Report every line below that holds the word "boulder".
*** DATA SHOWN ***
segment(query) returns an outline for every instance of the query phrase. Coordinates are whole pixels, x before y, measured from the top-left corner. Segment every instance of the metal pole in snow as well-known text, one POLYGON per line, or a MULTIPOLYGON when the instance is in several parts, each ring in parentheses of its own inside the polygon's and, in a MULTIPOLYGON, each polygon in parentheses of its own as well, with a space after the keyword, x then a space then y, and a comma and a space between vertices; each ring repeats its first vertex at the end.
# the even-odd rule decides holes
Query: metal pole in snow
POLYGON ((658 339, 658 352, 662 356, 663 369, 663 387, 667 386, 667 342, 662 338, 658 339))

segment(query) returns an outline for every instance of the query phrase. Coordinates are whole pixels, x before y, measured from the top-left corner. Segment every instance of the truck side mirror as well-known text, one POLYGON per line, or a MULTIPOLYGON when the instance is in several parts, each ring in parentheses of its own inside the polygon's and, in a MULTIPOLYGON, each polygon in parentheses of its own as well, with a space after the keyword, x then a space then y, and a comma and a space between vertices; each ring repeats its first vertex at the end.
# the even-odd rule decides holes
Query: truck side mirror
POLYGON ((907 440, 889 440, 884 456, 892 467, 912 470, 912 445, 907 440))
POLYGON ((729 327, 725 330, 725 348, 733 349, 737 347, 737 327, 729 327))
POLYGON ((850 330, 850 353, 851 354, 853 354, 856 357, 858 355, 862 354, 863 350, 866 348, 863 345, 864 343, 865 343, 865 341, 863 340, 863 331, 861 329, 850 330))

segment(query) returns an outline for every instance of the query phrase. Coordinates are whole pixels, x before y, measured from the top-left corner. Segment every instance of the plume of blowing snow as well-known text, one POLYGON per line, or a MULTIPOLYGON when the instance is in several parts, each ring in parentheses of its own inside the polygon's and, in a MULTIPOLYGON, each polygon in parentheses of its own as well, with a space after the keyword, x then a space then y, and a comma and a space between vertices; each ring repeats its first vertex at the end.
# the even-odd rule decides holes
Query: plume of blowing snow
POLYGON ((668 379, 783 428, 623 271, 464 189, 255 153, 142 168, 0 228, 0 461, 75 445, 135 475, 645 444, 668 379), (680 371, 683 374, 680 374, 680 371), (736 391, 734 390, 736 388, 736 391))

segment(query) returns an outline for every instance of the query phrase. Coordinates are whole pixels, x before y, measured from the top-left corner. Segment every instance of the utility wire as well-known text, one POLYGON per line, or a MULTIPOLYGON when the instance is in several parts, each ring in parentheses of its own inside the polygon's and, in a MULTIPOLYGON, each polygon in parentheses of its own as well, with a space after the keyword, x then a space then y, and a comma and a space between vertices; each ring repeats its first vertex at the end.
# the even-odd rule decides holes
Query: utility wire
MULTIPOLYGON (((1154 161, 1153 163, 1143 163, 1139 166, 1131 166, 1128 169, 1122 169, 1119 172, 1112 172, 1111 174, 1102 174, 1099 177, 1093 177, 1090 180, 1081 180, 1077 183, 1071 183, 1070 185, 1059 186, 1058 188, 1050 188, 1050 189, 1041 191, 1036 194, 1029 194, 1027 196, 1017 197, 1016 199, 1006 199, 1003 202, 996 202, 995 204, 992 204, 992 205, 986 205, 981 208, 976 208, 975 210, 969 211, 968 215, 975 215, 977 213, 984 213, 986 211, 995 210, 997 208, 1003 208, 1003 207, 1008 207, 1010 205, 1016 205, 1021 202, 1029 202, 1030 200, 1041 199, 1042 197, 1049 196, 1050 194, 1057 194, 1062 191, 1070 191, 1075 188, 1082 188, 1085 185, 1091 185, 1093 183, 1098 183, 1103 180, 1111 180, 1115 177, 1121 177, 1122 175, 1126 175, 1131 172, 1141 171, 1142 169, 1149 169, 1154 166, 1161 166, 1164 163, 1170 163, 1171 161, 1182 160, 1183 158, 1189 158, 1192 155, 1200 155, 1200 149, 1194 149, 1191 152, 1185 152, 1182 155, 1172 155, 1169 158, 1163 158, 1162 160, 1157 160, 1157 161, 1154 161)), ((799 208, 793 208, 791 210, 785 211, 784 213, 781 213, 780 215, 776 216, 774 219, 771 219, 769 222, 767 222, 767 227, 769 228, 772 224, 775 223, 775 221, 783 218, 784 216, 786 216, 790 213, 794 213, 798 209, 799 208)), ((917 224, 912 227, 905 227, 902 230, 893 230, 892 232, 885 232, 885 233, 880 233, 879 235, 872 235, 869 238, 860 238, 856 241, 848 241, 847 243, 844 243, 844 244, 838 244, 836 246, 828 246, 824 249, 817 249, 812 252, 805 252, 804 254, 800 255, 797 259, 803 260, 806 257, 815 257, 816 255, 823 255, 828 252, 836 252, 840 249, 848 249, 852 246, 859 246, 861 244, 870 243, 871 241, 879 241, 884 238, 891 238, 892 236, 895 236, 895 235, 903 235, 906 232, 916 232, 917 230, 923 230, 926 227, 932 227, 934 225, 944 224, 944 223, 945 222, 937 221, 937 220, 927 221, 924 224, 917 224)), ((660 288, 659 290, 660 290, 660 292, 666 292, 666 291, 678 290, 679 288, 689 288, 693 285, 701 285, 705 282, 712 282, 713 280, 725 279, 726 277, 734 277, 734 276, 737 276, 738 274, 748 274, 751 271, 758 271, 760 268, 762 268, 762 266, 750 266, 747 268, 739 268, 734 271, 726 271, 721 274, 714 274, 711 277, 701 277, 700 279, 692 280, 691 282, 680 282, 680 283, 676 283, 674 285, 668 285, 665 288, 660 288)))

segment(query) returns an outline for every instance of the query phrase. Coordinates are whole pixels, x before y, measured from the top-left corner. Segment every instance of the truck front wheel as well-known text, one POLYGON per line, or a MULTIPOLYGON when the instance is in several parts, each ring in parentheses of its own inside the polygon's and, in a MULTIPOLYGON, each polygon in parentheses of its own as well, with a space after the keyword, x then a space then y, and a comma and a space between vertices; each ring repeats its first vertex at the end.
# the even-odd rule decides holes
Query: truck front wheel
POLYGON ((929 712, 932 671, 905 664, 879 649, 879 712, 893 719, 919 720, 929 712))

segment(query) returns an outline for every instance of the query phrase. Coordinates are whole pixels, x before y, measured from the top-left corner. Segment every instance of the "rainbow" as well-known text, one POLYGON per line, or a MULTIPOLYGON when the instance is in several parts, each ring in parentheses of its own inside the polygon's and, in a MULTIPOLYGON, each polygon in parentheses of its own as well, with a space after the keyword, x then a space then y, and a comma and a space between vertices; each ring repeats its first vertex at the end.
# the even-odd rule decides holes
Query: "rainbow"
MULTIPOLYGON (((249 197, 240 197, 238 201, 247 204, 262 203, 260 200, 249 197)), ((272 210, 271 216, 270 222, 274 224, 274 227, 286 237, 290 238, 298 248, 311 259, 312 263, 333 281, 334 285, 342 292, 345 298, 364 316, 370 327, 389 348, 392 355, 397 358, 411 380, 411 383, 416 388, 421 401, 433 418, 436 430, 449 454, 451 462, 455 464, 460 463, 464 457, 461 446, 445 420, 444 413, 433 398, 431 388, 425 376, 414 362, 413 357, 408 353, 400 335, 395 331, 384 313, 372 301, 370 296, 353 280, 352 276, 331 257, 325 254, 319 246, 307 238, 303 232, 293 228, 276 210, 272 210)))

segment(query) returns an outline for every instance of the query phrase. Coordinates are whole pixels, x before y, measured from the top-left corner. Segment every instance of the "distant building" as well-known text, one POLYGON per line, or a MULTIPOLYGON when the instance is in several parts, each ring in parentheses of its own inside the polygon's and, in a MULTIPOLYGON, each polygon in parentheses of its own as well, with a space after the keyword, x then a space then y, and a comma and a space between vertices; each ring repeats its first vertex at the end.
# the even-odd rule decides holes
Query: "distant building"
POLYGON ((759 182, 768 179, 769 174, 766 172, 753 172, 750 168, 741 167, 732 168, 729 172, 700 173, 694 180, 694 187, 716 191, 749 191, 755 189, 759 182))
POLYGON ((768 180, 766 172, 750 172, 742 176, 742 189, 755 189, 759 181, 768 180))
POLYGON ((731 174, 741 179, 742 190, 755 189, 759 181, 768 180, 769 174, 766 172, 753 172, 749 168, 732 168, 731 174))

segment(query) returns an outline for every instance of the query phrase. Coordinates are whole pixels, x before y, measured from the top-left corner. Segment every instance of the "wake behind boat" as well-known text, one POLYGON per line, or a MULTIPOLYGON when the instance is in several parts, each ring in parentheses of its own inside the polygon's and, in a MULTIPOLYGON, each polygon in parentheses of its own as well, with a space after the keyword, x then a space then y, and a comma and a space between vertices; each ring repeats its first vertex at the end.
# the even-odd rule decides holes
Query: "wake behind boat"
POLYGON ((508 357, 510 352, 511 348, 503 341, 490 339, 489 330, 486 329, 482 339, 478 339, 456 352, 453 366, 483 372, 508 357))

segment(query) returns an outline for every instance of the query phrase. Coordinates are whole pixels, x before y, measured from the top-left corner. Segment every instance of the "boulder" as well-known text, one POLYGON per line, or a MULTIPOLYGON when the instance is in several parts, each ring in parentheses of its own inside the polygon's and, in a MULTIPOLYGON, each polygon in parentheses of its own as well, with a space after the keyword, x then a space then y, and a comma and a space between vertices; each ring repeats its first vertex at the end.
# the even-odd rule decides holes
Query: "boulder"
*** End of DATA SHOWN ***
▸ COMPLETED EXERCISE
segment(query) returns an outline for every instance of the query phrase. Coordinates are whole pixels, x before y, measured from the top-left corner. Segment every instance of the "boulder" as well-known text, one POLYGON per line, or a MULTIPOLYGON when the instance is in several parts, each ring in parentheses of its own inside the polygon's and, in a MULTIPOLYGON, each polygon in parentheses of its own as well, with a space after the keyword, x then a space then y, and a comma and a space between vertices; each ring repeats its first vertex at the end.
Query: "boulder"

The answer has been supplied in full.